Given information: Begin

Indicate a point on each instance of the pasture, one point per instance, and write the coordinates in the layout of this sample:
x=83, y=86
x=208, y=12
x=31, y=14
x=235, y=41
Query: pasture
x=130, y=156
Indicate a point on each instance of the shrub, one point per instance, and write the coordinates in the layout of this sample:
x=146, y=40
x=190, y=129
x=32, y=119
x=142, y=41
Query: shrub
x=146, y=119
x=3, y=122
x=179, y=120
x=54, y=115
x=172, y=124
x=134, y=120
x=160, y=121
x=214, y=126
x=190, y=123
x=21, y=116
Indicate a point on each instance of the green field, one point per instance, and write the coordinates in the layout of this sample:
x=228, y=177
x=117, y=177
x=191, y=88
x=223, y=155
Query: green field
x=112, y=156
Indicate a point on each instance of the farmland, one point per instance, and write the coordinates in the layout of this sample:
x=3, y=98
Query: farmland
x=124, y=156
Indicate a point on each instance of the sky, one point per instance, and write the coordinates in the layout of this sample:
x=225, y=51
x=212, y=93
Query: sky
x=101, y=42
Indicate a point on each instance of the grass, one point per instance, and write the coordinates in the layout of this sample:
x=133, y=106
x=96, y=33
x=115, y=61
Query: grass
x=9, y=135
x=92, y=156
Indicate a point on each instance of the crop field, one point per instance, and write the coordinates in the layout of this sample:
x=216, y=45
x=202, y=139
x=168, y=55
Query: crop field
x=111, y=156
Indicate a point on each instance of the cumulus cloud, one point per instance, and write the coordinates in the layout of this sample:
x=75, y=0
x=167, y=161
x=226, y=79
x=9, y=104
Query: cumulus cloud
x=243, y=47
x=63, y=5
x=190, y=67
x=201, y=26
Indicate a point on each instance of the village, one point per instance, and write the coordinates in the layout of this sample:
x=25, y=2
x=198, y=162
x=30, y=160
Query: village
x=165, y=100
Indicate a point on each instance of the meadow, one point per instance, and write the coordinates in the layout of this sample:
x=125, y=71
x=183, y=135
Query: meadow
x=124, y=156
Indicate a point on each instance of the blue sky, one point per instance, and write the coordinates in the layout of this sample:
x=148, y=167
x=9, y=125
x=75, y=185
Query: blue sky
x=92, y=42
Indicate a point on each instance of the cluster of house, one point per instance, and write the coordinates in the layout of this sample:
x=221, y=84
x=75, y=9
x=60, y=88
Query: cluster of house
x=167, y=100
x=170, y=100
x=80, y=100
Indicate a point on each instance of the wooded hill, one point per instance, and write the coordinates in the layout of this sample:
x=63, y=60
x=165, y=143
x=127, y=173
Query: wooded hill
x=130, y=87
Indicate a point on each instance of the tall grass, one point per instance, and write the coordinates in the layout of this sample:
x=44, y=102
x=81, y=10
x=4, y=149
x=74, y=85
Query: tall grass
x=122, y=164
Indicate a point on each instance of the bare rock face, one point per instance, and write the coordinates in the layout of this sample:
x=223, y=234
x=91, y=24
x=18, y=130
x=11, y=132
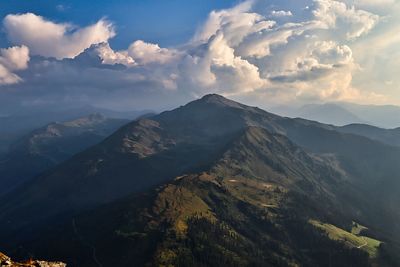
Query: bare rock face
x=6, y=261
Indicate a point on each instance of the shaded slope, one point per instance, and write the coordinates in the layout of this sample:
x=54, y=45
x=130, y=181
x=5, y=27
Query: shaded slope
x=336, y=176
x=245, y=214
x=386, y=136
x=48, y=146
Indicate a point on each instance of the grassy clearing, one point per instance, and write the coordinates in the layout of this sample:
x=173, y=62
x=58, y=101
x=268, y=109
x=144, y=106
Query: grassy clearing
x=357, y=228
x=367, y=244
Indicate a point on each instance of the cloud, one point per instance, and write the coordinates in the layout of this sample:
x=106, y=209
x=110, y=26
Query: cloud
x=281, y=13
x=256, y=51
x=12, y=59
x=145, y=53
x=336, y=15
x=50, y=39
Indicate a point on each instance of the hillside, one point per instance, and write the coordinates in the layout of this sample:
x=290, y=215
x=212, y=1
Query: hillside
x=213, y=182
x=48, y=146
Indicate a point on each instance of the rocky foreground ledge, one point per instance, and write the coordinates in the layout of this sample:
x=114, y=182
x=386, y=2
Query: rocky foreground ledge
x=6, y=261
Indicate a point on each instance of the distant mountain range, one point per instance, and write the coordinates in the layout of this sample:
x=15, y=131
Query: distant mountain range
x=215, y=183
x=18, y=124
x=341, y=114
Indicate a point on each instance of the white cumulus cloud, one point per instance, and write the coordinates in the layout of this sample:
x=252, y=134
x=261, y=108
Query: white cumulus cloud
x=50, y=39
x=12, y=59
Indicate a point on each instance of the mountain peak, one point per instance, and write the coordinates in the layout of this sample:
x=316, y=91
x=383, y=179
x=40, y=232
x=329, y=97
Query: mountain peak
x=220, y=101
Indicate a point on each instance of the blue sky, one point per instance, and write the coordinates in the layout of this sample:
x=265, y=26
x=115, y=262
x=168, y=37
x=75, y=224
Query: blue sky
x=167, y=22
x=156, y=54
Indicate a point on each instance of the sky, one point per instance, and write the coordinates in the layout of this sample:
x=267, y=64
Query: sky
x=132, y=55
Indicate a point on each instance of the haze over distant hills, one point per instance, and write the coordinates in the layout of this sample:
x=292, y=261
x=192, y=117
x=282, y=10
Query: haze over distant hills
x=48, y=146
x=214, y=183
x=341, y=114
x=18, y=124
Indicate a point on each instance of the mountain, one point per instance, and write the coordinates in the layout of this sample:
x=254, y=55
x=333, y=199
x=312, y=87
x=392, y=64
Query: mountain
x=330, y=113
x=386, y=116
x=214, y=183
x=386, y=136
x=342, y=113
x=19, y=123
x=46, y=147
x=6, y=261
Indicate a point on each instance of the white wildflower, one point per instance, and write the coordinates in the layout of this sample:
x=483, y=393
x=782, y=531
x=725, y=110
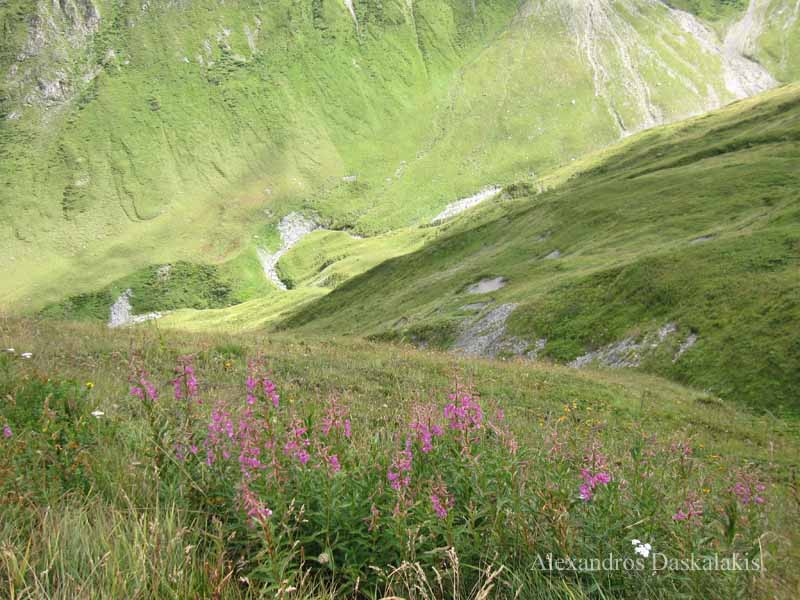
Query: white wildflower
x=642, y=549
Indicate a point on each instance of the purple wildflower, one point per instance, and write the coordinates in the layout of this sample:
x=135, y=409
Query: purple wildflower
x=256, y=511
x=399, y=471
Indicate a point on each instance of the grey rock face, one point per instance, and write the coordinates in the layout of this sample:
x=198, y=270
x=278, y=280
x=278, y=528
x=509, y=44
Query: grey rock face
x=54, y=61
x=292, y=228
x=484, y=286
x=486, y=336
x=626, y=353
x=121, y=312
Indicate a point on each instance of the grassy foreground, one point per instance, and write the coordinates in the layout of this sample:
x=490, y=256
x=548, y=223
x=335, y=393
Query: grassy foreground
x=280, y=467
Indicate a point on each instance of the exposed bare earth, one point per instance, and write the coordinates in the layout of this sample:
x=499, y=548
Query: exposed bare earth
x=292, y=228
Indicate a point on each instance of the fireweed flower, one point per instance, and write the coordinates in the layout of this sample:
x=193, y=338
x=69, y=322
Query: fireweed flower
x=424, y=427
x=399, y=471
x=463, y=412
x=256, y=511
x=593, y=474
x=441, y=500
x=641, y=549
x=297, y=443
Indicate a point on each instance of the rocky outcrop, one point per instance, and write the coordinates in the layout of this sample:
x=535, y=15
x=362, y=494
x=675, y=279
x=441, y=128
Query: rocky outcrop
x=292, y=228
x=55, y=60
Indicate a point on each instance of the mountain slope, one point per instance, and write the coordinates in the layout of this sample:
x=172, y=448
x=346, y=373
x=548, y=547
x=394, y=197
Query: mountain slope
x=137, y=134
x=678, y=251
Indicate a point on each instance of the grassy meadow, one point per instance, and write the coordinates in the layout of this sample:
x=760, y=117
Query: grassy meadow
x=147, y=463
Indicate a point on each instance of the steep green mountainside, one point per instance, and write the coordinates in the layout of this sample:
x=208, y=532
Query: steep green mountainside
x=678, y=252
x=136, y=134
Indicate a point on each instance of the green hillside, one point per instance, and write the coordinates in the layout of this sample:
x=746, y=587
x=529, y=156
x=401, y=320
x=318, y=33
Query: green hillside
x=695, y=225
x=136, y=134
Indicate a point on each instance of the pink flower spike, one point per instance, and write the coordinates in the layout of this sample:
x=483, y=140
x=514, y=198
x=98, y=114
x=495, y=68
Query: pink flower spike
x=586, y=493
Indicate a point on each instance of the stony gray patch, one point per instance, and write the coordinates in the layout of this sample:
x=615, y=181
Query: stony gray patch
x=485, y=336
x=460, y=206
x=685, y=345
x=163, y=272
x=484, y=286
x=701, y=240
x=538, y=346
x=121, y=312
x=625, y=353
x=292, y=228
x=474, y=307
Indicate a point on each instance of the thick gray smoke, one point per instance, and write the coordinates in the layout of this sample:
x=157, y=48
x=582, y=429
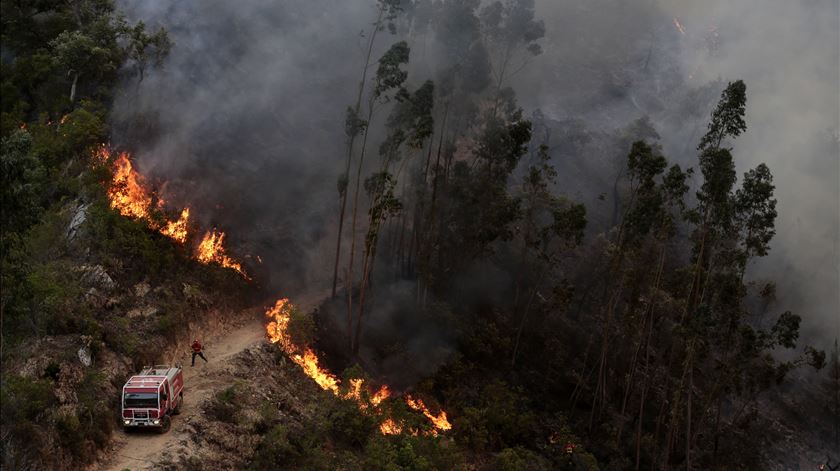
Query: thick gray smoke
x=246, y=118
x=608, y=62
x=245, y=122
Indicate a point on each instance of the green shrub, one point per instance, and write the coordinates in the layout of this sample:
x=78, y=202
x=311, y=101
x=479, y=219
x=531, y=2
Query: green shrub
x=347, y=424
x=519, y=459
x=225, y=406
x=274, y=450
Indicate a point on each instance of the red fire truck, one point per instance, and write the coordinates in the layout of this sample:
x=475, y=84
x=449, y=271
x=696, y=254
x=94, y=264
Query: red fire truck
x=152, y=396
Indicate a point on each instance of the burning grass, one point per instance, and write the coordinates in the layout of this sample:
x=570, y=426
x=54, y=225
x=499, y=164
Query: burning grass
x=368, y=399
x=129, y=194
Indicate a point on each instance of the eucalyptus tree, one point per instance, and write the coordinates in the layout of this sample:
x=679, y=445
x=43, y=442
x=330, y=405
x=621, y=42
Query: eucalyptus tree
x=387, y=86
x=511, y=31
x=550, y=226
x=387, y=11
x=411, y=124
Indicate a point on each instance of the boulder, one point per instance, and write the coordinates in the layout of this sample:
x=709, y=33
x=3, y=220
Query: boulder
x=76, y=221
x=95, y=275
x=141, y=289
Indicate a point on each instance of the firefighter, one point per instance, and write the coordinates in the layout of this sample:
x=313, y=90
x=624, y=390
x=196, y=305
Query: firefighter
x=197, y=350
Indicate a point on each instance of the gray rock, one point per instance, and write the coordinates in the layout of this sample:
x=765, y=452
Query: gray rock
x=79, y=217
x=96, y=275
x=84, y=356
x=141, y=289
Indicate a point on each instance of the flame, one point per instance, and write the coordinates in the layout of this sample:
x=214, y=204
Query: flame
x=211, y=250
x=381, y=395
x=679, y=26
x=389, y=427
x=127, y=192
x=102, y=154
x=177, y=229
x=305, y=357
x=439, y=421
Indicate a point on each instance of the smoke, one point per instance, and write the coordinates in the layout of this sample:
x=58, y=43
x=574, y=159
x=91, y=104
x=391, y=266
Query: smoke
x=787, y=54
x=608, y=63
x=245, y=120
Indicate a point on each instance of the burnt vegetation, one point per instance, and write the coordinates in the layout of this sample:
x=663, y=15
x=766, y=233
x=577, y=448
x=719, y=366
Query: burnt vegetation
x=610, y=323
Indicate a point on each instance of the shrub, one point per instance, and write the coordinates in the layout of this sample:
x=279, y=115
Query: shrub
x=274, y=449
x=225, y=406
x=349, y=425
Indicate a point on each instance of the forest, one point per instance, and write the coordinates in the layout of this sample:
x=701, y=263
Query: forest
x=458, y=234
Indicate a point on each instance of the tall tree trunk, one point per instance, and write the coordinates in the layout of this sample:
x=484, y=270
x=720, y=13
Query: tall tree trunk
x=73, y=87
x=358, y=184
x=350, y=144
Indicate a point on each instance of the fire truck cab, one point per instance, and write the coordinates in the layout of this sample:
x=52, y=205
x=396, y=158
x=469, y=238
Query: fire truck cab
x=152, y=396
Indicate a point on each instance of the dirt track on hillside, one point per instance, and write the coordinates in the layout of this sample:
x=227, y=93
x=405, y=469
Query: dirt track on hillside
x=143, y=450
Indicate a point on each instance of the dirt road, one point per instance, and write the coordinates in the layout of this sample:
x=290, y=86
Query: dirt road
x=140, y=450
x=143, y=450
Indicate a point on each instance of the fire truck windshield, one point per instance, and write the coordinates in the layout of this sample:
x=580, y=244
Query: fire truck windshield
x=141, y=400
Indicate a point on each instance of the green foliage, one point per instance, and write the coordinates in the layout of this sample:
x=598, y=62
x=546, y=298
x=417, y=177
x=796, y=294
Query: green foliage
x=274, y=450
x=347, y=424
x=23, y=180
x=389, y=75
x=519, y=459
x=728, y=116
x=24, y=399
x=500, y=418
x=146, y=49
x=225, y=405
x=756, y=210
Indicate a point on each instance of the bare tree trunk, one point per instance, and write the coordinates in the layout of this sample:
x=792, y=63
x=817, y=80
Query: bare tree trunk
x=350, y=144
x=349, y=282
x=522, y=325
x=73, y=87
x=647, y=317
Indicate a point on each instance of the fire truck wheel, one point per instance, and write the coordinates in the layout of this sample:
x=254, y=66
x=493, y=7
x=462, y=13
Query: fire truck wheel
x=177, y=409
x=165, y=424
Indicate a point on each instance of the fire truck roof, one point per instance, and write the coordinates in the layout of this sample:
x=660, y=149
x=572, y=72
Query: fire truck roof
x=145, y=381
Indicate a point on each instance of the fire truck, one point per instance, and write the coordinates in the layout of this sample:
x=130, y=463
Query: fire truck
x=150, y=398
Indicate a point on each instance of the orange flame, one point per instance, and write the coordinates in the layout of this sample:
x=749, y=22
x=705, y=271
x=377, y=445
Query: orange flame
x=389, y=427
x=381, y=395
x=305, y=357
x=127, y=192
x=439, y=421
x=211, y=250
x=679, y=26
x=177, y=229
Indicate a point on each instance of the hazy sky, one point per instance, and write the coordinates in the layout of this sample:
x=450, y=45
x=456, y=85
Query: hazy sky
x=252, y=100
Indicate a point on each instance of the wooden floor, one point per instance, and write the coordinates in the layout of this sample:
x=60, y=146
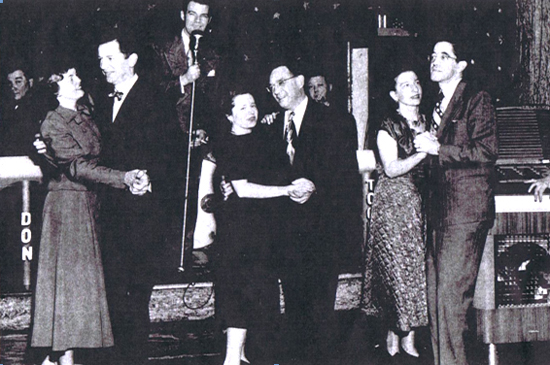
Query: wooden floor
x=183, y=332
x=194, y=342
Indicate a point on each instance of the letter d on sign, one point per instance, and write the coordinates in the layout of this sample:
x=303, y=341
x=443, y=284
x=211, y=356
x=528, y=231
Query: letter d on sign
x=25, y=218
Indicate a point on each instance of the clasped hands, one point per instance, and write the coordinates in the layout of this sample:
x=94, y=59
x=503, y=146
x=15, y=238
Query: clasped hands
x=138, y=182
x=300, y=190
x=427, y=142
x=538, y=187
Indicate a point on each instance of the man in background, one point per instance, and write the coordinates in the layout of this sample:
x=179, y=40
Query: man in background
x=21, y=116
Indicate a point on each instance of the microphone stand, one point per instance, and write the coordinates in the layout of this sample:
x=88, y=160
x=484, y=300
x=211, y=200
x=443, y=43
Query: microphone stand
x=188, y=169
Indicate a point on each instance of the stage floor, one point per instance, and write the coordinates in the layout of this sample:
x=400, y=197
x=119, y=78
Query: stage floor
x=184, y=332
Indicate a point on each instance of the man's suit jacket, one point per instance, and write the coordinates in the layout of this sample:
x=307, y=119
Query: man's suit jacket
x=321, y=158
x=174, y=64
x=141, y=137
x=464, y=169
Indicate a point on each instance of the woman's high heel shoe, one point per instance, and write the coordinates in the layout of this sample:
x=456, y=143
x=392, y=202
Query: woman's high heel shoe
x=407, y=343
x=392, y=343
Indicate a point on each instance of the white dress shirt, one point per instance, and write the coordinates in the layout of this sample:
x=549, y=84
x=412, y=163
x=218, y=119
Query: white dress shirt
x=124, y=87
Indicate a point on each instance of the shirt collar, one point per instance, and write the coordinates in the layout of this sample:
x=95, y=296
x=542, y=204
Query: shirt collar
x=299, y=112
x=448, y=89
x=125, y=86
x=186, y=39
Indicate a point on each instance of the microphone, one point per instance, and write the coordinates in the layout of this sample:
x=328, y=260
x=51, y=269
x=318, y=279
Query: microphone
x=196, y=35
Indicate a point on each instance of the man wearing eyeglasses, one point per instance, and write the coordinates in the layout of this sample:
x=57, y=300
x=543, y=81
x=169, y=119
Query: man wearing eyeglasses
x=309, y=266
x=463, y=146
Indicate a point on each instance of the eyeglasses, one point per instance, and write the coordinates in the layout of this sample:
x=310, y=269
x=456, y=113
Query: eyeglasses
x=279, y=83
x=442, y=56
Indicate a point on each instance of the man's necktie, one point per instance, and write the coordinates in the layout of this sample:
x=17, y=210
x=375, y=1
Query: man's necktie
x=116, y=94
x=290, y=132
x=438, y=110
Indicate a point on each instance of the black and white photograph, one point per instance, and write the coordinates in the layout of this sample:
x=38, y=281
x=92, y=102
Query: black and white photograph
x=274, y=182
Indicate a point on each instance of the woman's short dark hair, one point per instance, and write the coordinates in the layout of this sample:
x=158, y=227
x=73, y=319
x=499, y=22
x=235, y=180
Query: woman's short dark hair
x=232, y=91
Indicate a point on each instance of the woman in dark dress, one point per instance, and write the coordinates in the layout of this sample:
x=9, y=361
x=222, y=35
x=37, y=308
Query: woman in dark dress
x=70, y=305
x=395, y=278
x=248, y=227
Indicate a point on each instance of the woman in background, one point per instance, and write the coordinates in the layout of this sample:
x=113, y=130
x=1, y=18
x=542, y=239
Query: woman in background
x=395, y=278
x=70, y=306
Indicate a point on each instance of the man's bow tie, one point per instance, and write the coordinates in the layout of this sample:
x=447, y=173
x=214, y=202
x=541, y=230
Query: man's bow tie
x=116, y=94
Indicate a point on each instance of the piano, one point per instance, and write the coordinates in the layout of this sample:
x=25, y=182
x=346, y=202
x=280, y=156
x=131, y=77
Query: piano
x=512, y=292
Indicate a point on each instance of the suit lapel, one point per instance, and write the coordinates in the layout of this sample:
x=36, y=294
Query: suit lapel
x=128, y=102
x=453, y=109
x=176, y=58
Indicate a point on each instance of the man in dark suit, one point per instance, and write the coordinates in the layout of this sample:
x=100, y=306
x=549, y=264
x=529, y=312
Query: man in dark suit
x=309, y=269
x=463, y=144
x=349, y=203
x=181, y=67
x=136, y=131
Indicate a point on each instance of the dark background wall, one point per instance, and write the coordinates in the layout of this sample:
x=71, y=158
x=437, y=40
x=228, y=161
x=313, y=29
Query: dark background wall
x=253, y=31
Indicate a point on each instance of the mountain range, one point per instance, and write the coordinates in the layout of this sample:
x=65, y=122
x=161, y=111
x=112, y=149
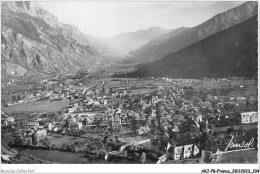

Given information: End

__Work instructions__
The lines above from the line with "x=746, y=587" through the line with "x=499, y=164" are to be given again word for word, with no pictures among them.

__Answer space__
x=746, y=587
x=529, y=156
x=401, y=320
x=318, y=33
Query: green hillside
x=695, y=225
x=136, y=134
Indicate a point on each instance of the pink flower spike, one point per instance, and write the coordinates in the layout of this sample:
x=483, y=140
x=514, y=198
x=98, y=114
x=495, y=68
Query: pink flower spike
x=586, y=493
Indicate a point on each instance of the stony gray patch, one point per instance, and write the coordinates in the layout of this sample:
x=615, y=181
Query: stony gray patch
x=485, y=336
x=460, y=206
x=685, y=345
x=163, y=272
x=484, y=286
x=701, y=240
x=538, y=346
x=121, y=312
x=625, y=353
x=292, y=228
x=474, y=307
Indicate a point on each instance of the thick gray smoke, one point per instance, and write the coordinates in the layout of this sample:
x=157, y=48
x=582, y=429
Query: thick gray smoke
x=246, y=118
x=608, y=62
x=245, y=122
Indicate a point on each instance of the green shrub, one point per instance, and write the coordinates in the layout of this sample:
x=78, y=202
x=311, y=101
x=479, y=219
x=531, y=2
Query: green shrub
x=347, y=424
x=519, y=459
x=225, y=406
x=274, y=450
Indicate a point on each instance of the red fire truck, one point per instance, and write the coordinates in the layout of this sample:
x=475, y=84
x=449, y=271
x=696, y=254
x=94, y=264
Query: red fire truck
x=152, y=396
Indicate a point on each instance of the burning grass, one point per instance, and write the coordinates in the layout of this sample:
x=570, y=426
x=54, y=225
x=499, y=164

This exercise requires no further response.